## Description of the task
Copy out the entries from the line with "I'd appreciate your assistance detecting the dirt" to the line with "[0,469,482,520]", both of those lines included, exactly as they appear.
━━━━━ Raw data ━━━━━
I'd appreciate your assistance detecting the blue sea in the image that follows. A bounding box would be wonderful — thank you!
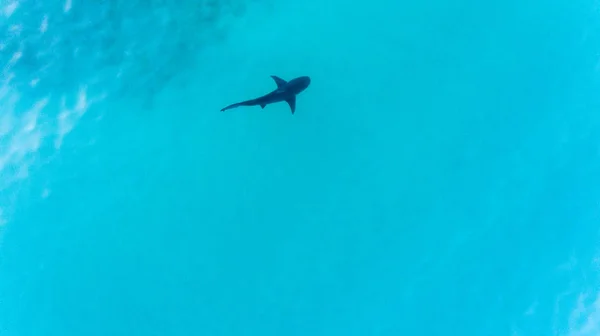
[0,0,600,336]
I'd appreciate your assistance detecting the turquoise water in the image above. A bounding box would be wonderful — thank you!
[0,0,600,336]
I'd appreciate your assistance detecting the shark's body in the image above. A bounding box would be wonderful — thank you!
[221,76,310,114]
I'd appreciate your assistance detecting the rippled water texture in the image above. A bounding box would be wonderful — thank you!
[0,0,600,336]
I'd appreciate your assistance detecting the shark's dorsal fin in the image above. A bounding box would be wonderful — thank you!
[271,76,287,88]
[285,96,296,114]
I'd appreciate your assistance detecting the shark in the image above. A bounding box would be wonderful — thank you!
[221,76,310,114]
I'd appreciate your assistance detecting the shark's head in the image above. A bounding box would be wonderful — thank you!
[288,76,310,94]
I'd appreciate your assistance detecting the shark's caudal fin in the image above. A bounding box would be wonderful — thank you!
[271,76,287,88]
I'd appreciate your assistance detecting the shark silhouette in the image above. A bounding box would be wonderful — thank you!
[221,76,310,114]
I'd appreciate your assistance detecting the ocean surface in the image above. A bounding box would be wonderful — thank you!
[0,0,600,336]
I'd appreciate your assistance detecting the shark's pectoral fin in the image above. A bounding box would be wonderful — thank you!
[285,96,296,114]
[271,76,287,88]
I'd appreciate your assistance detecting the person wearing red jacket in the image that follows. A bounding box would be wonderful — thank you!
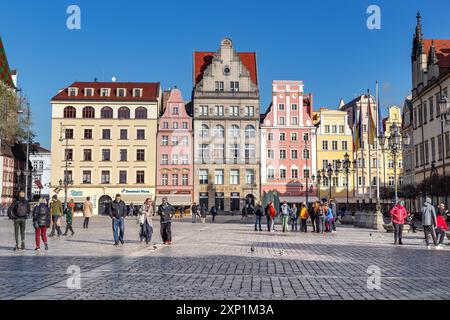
[436,212,448,247]
[390,201,408,245]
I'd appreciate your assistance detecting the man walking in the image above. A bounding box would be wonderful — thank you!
[109,194,127,247]
[83,197,92,229]
[49,194,63,237]
[158,197,175,245]
[255,201,264,231]
[281,201,291,232]
[8,191,30,251]
[422,197,442,249]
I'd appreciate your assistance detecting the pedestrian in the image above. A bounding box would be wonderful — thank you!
[63,199,75,236]
[138,198,154,244]
[49,194,63,237]
[290,203,300,231]
[33,198,50,251]
[8,190,30,251]
[422,197,442,249]
[390,201,408,245]
[281,201,291,232]
[269,201,277,232]
[108,193,127,247]
[300,202,308,233]
[83,197,92,229]
[191,202,200,223]
[255,201,264,231]
[158,197,175,245]
[310,201,320,232]
[264,201,272,232]
[211,206,217,222]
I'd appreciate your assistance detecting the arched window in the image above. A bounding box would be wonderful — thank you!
[214,124,225,138]
[245,124,255,138]
[200,124,209,138]
[134,107,147,119]
[64,106,77,118]
[100,107,113,119]
[230,124,239,138]
[119,107,130,119]
[83,107,95,119]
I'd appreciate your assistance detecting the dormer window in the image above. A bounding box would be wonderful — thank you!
[117,88,127,97]
[69,88,78,97]
[100,88,109,97]
[133,88,142,98]
[84,88,94,97]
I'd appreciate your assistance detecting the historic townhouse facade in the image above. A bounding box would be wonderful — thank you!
[411,14,450,202]
[192,38,260,211]
[156,88,194,206]
[314,108,355,203]
[51,82,162,214]
[339,95,381,203]
[261,80,317,204]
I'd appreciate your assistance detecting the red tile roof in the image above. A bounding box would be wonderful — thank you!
[194,52,258,85]
[52,82,160,101]
[423,39,450,68]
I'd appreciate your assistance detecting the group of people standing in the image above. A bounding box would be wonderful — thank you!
[390,197,450,249]
[254,199,337,233]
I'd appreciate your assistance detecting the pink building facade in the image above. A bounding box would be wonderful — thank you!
[156,88,194,206]
[261,81,317,204]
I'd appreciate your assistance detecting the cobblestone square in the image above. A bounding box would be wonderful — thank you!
[0,216,450,300]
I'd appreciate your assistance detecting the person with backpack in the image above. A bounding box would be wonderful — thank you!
[281,201,291,232]
[290,203,300,231]
[49,194,63,237]
[255,201,264,231]
[33,198,50,251]
[422,197,442,250]
[8,191,30,251]
[300,202,308,233]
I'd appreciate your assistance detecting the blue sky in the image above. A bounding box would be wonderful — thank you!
[0,0,450,147]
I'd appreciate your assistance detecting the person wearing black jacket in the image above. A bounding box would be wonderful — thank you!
[158,197,175,245]
[108,194,127,246]
[8,191,31,251]
[255,201,264,231]
[33,198,50,251]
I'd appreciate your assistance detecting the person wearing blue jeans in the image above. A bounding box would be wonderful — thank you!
[108,194,127,246]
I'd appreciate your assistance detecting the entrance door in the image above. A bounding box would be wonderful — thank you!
[98,195,112,216]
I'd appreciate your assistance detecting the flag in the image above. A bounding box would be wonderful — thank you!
[367,92,378,145]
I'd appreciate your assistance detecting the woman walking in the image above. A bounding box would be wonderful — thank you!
[33,198,50,251]
[63,199,75,236]
[83,197,92,229]
[138,198,154,244]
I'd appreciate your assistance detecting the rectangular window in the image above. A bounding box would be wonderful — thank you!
[199,169,208,184]
[84,129,92,140]
[120,129,128,140]
[230,169,239,185]
[102,149,111,161]
[136,149,145,161]
[102,129,111,140]
[119,149,128,161]
[214,169,223,185]
[83,149,92,161]
[101,170,111,184]
[136,129,145,140]
[119,170,127,184]
[83,170,92,184]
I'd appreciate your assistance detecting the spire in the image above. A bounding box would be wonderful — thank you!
[428,40,439,65]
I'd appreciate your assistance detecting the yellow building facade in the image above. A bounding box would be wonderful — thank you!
[51,82,162,214]
[314,108,354,203]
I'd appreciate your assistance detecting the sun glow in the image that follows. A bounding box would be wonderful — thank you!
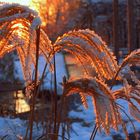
[0,0,32,6]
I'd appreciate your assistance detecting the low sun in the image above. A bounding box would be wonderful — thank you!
[0,0,32,6]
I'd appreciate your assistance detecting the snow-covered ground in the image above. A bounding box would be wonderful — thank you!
[0,85,140,140]
[69,85,140,140]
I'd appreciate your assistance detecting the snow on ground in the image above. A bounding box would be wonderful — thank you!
[0,117,42,140]
[69,85,140,140]
[0,85,140,140]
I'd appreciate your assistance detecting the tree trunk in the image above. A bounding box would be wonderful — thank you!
[127,0,136,53]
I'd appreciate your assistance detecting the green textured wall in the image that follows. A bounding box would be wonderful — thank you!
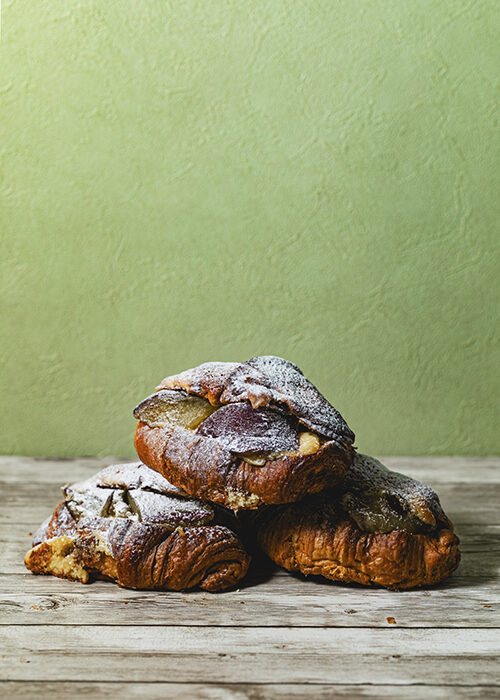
[0,0,500,456]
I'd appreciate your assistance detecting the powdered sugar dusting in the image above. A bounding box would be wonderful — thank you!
[220,355,354,443]
[156,362,240,404]
[63,462,214,529]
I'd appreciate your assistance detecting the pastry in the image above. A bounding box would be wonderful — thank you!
[254,454,460,590]
[25,463,250,591]
[134,355,354,510]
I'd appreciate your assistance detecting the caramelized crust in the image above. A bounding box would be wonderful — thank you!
[25,465,250,591]
[134,356,354,510]
[134,421,351,510]
[255,456,460,590]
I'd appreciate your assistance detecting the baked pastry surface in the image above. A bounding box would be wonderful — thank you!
[253,454,460,590]
[25,463,250,591]
[134,355,354,510]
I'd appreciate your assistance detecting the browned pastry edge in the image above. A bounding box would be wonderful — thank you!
[134,421,352,510]
[254,503,460,590]
[25,501,250,592]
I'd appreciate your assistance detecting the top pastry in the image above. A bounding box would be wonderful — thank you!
[134,355,354,510]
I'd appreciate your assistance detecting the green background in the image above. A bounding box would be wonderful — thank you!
[0,0,500,456]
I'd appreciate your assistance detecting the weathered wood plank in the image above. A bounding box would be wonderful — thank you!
[0,574,500,628]
[0,625,500,686]
[0,681,498,700]
[0,456,500,484]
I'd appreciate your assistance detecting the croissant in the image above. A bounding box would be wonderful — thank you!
[134,356,354,510]
[254,454,460,590]
[25,463,250,591]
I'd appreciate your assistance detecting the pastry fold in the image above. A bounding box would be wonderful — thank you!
[134,356,354,510]
[25,463,250,591]
[253,455,460,590]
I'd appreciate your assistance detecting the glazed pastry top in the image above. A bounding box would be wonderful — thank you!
[134,355,354,464]
[337,453,448,533]
[35,462,214,541]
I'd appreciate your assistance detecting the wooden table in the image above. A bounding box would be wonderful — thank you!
[0,457,500,698]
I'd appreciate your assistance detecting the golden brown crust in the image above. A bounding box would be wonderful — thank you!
[134,421,352,510]
[134,356,354,510]
[257,503,460,590]
[254,455,460,590]
[25,465,250,591]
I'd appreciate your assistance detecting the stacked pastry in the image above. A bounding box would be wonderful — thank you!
[25,356,460,591]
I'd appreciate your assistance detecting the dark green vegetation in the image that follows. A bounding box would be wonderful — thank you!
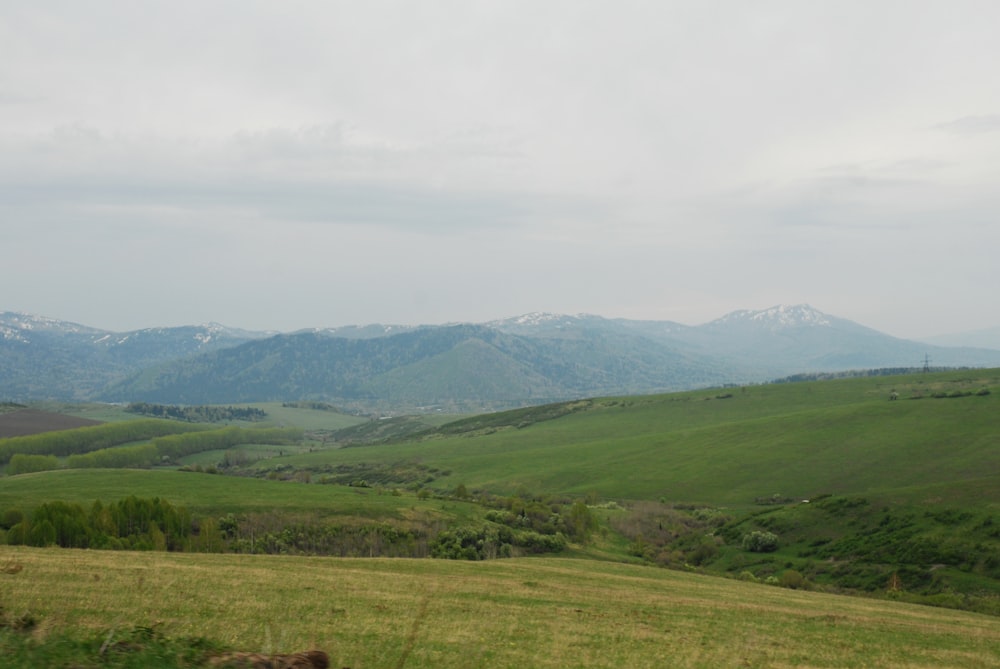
[0,370,1000,614]
[125,402,267,423]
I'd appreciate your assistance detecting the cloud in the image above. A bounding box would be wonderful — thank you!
[934,114,1000,135]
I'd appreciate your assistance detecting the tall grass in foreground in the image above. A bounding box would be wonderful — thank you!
[0,547,1000,669]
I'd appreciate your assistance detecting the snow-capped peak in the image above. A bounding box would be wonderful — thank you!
[713,304,833,328]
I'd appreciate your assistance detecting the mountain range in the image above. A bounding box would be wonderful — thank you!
[0,305,1000,411]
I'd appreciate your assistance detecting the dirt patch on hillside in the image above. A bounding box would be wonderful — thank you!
[0,409,100,439]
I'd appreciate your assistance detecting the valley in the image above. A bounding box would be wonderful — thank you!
[0,369,1000,666]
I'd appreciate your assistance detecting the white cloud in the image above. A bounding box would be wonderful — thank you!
[0,1,1000,336]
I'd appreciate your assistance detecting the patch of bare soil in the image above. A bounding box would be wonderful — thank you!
[0,409,100,439]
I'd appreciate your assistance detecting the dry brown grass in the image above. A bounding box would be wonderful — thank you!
[0,547,1000,669]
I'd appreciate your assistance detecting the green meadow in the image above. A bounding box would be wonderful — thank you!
[0,370,1000,667]
[266,370,1000,508]
[0,547,1000,669]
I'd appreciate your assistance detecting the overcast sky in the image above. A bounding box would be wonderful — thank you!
[0,0,1000,337]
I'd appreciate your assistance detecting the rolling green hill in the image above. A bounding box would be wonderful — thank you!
[0,369,1000,614]
[276,370,1000,508]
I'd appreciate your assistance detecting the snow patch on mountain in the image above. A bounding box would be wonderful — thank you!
[709,304,833,329]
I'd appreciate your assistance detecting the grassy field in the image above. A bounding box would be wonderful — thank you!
[0,547,1000,669]
[0,469,482,520]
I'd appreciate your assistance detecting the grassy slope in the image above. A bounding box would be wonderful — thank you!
[0,469,481,520]
[274,370,1000,507]
[0,546,1000,669]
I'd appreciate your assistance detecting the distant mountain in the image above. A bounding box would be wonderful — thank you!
[921,327,1000,350]
[0,305,1000,411]
[0,311,269,400]
[102,324,731,410]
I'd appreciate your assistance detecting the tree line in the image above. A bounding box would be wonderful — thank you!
[125,402,267,423]
[0,421,303,476]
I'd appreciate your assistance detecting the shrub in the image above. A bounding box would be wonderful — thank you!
[7,453,59,476]
[780,569,806,590]
[743,530,778,553]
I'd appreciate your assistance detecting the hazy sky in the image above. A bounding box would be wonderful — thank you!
[0,0,1000,337]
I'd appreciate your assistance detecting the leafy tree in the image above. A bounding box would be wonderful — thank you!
[743,530,778,553]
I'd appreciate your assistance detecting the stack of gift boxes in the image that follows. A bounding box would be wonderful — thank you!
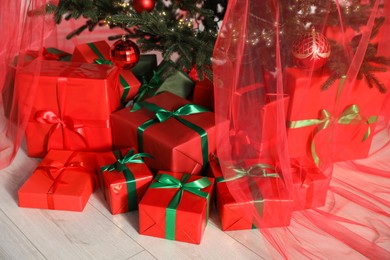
[14,34,381,244]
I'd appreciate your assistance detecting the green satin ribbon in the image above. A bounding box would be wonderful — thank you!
[100,149,151,210]
[287,104,378,166]
[216,163,281,228]
[87,42,130,104]
[131,102,208,173]
[150,173,211,240]
[134,62,173,103]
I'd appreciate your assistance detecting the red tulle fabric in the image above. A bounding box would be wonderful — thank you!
[213,0,390,259]
[0,0,390,259]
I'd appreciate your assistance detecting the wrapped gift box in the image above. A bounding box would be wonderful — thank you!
[192,79,214,111]
[286,68,390,164]
[15,60,120,157]
[210,156,293,230]
[72,41,145,105]
[18,150,96,211]
[97,149,153,215]
[291,157,332,210]
[111,92,215,174]
[139,172,214,244]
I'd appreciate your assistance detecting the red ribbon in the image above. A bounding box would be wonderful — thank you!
[35,110,89,150]
[37,152,97,209]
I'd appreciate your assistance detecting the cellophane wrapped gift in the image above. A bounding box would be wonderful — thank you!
[18,150,96,211]
[111,92,215,174]
[139,171,214,244]
[213,0,390,258]
[96,149,153,215]
[15,60,120,157]
[72,41,141,106]
[210,156,293,230]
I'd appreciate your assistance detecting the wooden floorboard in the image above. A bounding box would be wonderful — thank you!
[0,147,269,260]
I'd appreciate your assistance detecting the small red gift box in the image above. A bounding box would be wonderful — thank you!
[111,92,215,174]
[72,41,141,105]
[286,68,390,163]
[210,156,293,230]
[291,157,332,210]
[139,171,214,244]
[96,149,153,215]
[192,79,214,111]
[15,60,120,157]
[18,150,96,211]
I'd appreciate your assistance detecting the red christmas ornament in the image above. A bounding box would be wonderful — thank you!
[110,37,140,69]
[133,0,156,14]
[292,28,330,70]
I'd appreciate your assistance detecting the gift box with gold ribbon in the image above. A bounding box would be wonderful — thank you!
[209,156,293,230]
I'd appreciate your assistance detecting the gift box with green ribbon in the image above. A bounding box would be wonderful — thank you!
[72,41,141,106]
[209,156,293,231]
[285,68,390,165]
[18,150,96,211]
[15,60,120,157]
[139,171,214,244]
[96,149,153,215]
[111,92,215,174]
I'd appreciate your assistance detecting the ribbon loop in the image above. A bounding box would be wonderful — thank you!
[150,173,211,240]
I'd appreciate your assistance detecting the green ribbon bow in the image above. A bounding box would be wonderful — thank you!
[287,104,378,166]
[134,61,174,103]
[87,42,130,104]
[100,149,151,210]
[150,173,211,240]
[131,102,208,173]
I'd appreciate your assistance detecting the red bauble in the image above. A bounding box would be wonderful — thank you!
[292,29,330,70]
[110,38,140,69]
[133,0,156,14]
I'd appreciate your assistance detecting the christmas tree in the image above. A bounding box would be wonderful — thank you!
[48,0,226,79]
[48,0,390,92]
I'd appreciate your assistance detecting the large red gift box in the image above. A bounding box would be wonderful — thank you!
[139,171,214,244]
[285,68,390,163]
[111,92,215,174]
[18,150,96,211]
[291,160,332,210]
[72,41,141,105]
[96,149,153,215]
[209,156,293,230]
[15,61,120,157]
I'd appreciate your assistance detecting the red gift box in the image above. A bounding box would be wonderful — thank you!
[139,172,214,244]
[97,150,153,215]
[192,79,214,111]
[15,61,120,157]
[111,92,215,174]
[286,68,390,163]
[18,150,96,211]
[210,154,293,230]
[291,161,332,210]
[72,41,141,105]
[231,84,289,159]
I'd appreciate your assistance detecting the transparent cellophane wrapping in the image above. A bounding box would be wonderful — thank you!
[213,0,390,259]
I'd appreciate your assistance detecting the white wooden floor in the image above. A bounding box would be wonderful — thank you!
[0,149,270,259]
[0,140,390,260]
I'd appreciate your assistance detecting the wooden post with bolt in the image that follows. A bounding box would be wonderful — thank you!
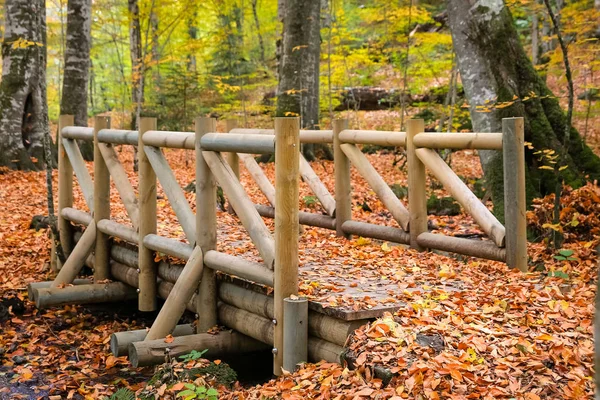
[273,117,300,376]
[225,119,240,214]
[94,116,110,282]
[55,115,75,272]
[333,119,352,239]
[137,118,158,311]
[195,118,217,333]
[502,118,527,272]
[406,119,427,250]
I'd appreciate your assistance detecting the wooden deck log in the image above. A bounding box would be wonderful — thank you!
[110,324,200,356]
[143,131,195,150]
[417,233,506,261]
[60,126,94,142]
[35,282,137,310]
[502,118,527,272]
[202,151,276,269]
[144,146,196,245]
[27,279,92,303]
[128,331,268,367]
[54,115,75,260]
[51,221,96,288]
[300,154,335,217]
[201,133,275,154]
[93,116,110,281]
[60,207,94,227]
[98,129,139,146]
[98,142,140,230]
[340,144,410,232]
[62,139,94,212]
[340,129,406,147]
[414,131,502,150]
[333,119,352,239]
[283,296,308,372]
[194,118,218,333]
[254,204,335,230]
[98,219,139,244]
[204,250,273,286]
[143,234,194,261]
[342,221,410,244]
[273,117,300,376]
[144,246,204,341]
[239,153,275,206]
[415,149,506,247]
[138,118,158,311]
[406,119,427,251]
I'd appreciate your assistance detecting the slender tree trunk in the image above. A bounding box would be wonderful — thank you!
[60,0,94,161]
[277,0,321,159]
[0,0,48,169]
[447,0,600,220]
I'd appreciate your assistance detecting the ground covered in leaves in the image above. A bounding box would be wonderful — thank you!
[0,115,600,400]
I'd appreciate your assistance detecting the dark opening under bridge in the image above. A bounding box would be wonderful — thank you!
[29,115,527,375]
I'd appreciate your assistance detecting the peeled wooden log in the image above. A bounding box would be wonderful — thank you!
[34,282,137,310]
[413,132,502,150]
[144,234,194,261]
[417,232,506,261]
[144,246,204,341]
[98,219,138,244]
[27,279,92,303]
[110,324,196,357]
[415,149,506,247]
[342,221,410,244]
[200,133,275,154]
[128,331,269,368]
[254,204,335,230]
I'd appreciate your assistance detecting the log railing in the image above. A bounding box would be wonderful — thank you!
[36,116,527,374]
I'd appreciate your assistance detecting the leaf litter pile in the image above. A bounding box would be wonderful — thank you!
[0,140,600,400]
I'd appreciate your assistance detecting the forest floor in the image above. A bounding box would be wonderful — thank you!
[0,114,600,400]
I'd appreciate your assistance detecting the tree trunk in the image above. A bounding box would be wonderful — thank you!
[447,0,600,220]
[276,0,321,160]
[0,0,48,170]
[60,0,94,161]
━━━━━
## Full answer
I'd appreciate your assistance detecting the dirt patch on hillside in the image above. A bounding box would be wonderful — thank you!
[0,409,100,439]
I'd appreciate your assistance detecting the valley in the image above. A bounding box would be wonderful — thank you!
[0,369,1000,666]
I'd appreciate your assistance detecting the white cloud in the image above. A bounding box would be wonderful — thank you!
[0,1,1000,336]
I'd appreciate your assistance detecting the patch of bare soil in the image above. A bounding box would be wonderful — thank you!
[0,409,100,439]
I'd appreciate your assistance detecting the dry brown grass in the image above. A bounding box would be wonderful — thank you!
[0,547,1000,669]
I'd appreciate your assistance detecting the green meadow in the image above. A bounding box would be wonderful — thank you!
[0,370,1000,667]
[266,370,1000,508]
[0,547,1000,669]
I'd appreciate your assistance detecting the overcast sky in the image above. A bounding box would be wonderful — thank you!
[0,0,1000,337]
I'd appreciate your assistance detecting the rolling green hill in the image above. A bounding box would be wonderful — thank you!
[0,369,1000,614]
[276,370,1000,508]
I'd appreciate your assistance detecting the snow patch on mountain in the image above. A bounding box would be wonderful — thank you!
[709,304,833,329]
I'd appreciate your assistance detecting the grassy field in the image above. A bounding box would be wonderful — thank you!
[0,547,1000,669]
[0,469,482,520]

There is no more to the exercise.